▶ _What you will do_:
Write down the lines exactly as they appear, from the one that contains "May I ask you" through the final line of the records, so that both ends are kept and no pictures come along.

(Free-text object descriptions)
+++++

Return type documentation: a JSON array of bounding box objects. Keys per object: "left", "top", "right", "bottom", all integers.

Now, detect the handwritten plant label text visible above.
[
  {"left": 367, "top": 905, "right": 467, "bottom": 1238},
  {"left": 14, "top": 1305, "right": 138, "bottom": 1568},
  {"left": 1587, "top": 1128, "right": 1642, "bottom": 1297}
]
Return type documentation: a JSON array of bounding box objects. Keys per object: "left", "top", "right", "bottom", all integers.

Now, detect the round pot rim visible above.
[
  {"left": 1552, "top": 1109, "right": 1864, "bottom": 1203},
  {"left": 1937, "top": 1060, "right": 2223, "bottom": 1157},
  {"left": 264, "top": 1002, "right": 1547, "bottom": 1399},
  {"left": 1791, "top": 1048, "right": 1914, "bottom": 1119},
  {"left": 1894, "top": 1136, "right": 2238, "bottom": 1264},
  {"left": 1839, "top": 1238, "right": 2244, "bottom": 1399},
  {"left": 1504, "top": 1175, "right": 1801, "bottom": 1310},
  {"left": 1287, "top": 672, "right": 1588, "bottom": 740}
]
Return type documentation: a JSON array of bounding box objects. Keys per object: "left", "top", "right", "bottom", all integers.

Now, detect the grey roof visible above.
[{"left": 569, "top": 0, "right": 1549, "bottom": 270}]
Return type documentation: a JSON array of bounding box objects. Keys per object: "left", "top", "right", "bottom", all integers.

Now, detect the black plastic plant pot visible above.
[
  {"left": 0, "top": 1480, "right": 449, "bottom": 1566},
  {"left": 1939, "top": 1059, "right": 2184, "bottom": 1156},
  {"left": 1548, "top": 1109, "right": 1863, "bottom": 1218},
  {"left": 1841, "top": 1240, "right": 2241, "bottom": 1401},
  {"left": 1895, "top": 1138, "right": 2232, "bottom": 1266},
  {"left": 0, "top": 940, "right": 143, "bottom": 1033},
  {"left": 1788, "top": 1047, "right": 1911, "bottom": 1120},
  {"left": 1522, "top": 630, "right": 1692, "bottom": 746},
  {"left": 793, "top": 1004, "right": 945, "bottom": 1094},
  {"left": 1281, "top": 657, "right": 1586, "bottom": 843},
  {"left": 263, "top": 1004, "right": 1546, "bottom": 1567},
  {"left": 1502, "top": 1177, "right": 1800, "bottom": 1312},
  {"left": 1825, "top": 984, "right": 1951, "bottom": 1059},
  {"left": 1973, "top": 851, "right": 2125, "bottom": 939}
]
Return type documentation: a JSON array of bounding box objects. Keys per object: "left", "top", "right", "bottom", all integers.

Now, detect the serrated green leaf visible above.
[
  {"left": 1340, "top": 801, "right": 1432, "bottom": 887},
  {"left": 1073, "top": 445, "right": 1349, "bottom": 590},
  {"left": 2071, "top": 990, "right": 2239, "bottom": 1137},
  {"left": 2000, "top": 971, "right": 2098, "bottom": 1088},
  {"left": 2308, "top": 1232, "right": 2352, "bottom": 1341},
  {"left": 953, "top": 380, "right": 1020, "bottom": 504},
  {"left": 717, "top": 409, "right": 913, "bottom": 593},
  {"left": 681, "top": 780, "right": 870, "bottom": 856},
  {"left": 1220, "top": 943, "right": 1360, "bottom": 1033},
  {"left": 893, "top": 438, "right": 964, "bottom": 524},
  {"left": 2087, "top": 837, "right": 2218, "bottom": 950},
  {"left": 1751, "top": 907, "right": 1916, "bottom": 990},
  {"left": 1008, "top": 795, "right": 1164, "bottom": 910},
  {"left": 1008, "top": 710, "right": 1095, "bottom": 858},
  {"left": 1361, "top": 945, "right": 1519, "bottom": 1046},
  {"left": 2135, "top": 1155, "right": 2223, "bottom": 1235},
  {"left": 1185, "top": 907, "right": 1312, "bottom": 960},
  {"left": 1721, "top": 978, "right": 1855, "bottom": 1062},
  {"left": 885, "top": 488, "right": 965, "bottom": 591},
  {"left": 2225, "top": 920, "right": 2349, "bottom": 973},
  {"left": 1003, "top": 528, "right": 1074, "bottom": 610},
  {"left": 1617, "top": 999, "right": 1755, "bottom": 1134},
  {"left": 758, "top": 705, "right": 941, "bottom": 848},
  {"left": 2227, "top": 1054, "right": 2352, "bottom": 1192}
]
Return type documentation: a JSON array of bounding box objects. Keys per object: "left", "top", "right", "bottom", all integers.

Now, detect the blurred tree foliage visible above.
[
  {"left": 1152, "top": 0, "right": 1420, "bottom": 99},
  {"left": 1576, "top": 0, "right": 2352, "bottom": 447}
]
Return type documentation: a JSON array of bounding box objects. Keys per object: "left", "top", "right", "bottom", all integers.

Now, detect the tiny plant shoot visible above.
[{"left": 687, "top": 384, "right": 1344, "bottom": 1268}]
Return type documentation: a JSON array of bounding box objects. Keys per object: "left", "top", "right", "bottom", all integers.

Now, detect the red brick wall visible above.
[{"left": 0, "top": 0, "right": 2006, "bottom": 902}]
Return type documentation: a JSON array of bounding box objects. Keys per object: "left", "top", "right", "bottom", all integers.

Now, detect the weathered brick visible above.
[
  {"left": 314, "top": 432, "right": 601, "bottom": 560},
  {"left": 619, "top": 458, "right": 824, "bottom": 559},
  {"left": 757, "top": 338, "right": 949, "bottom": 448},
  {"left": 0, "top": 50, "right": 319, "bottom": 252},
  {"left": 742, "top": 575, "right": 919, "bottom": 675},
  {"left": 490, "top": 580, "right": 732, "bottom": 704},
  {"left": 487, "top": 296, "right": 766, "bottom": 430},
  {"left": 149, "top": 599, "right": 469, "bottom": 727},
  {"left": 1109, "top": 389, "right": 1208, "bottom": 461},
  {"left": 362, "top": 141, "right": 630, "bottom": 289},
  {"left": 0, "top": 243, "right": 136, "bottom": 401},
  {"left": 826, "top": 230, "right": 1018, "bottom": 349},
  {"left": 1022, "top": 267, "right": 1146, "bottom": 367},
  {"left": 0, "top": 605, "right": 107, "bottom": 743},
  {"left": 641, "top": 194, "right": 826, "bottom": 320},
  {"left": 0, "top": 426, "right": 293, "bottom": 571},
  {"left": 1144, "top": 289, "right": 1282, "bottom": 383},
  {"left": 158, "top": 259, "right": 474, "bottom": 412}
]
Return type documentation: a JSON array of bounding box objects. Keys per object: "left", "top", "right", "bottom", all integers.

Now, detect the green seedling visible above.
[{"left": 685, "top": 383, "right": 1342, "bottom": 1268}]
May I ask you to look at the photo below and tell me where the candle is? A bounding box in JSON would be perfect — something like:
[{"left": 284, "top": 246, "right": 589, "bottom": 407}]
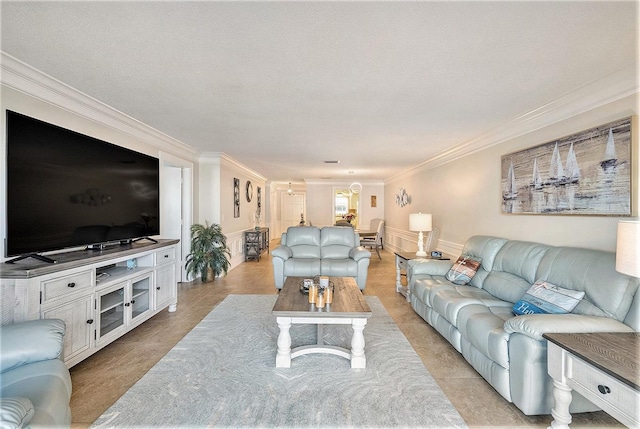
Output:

+++++

▶ _Solution_:
May I ask you to look at the photo below and tell me where the candle is? A bounding box in JSON would be perfect — something like:
[{"left": 284, "top": 246, "right": 589, "bottom": 407}]
Output:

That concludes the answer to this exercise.